_Assigned task:_ Your task is to reproduce, exactly and only, the lines running from the line containing "If you could pin the stone" to the end of the data below, both included.

(Data items)

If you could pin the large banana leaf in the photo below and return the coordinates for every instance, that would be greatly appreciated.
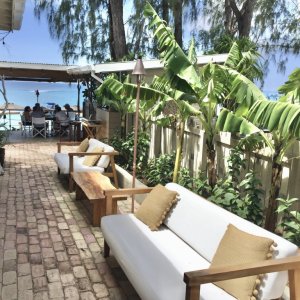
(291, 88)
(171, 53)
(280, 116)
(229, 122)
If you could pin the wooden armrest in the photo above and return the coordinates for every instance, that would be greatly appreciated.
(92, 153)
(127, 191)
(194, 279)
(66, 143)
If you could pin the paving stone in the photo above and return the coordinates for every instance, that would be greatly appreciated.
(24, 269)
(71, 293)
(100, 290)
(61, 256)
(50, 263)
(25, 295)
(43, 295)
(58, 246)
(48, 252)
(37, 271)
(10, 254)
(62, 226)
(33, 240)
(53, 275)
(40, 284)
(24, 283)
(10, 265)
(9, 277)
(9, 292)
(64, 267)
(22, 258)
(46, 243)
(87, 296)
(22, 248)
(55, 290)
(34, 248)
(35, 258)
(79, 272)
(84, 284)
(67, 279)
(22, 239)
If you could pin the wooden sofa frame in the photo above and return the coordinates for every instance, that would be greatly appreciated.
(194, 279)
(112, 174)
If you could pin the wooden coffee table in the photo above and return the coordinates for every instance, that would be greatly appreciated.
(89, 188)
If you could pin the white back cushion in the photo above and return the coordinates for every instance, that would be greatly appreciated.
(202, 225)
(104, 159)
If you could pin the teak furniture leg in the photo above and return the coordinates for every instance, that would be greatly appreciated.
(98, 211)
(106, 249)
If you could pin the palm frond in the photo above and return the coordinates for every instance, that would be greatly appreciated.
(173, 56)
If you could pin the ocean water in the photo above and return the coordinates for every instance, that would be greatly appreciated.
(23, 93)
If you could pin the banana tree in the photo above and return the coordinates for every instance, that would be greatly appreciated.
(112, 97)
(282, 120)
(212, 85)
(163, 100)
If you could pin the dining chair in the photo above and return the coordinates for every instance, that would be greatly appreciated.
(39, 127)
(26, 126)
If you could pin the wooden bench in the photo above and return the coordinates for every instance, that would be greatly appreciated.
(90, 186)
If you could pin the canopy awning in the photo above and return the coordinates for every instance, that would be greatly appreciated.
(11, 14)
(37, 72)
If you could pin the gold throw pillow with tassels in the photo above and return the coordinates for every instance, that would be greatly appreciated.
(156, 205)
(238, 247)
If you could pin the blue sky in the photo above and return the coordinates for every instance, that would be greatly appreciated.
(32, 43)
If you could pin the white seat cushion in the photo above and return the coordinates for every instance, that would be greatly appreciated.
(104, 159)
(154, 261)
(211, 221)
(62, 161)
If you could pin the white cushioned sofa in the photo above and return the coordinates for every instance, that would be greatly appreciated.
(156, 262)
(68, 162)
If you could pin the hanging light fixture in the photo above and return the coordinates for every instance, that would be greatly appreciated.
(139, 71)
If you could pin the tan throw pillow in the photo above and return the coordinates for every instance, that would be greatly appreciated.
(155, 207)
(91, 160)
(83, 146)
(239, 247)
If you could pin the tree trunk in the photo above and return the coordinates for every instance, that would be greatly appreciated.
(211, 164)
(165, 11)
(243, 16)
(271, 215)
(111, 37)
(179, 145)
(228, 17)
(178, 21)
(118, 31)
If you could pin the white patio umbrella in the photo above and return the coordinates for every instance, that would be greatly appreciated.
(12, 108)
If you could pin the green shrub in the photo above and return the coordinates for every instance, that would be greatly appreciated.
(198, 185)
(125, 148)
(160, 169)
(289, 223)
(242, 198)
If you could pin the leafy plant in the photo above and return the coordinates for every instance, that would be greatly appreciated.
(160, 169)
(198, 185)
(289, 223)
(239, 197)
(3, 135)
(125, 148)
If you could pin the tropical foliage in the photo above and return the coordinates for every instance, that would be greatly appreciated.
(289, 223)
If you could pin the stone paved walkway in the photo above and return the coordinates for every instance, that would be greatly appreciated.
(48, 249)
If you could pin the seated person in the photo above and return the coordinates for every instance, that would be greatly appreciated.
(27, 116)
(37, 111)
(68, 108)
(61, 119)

_Exercise solution:_
If you could pin the stone paved walkway in the photo above and return the coordinates for every instance, that would be greatly appreciated.
(48, 249)
If you could pin the seated person in the photo above and return the coordinates for every instance, that would be greatly appreciated.
(27, 116)
(37, 111)
(68, 108)
(61, 119)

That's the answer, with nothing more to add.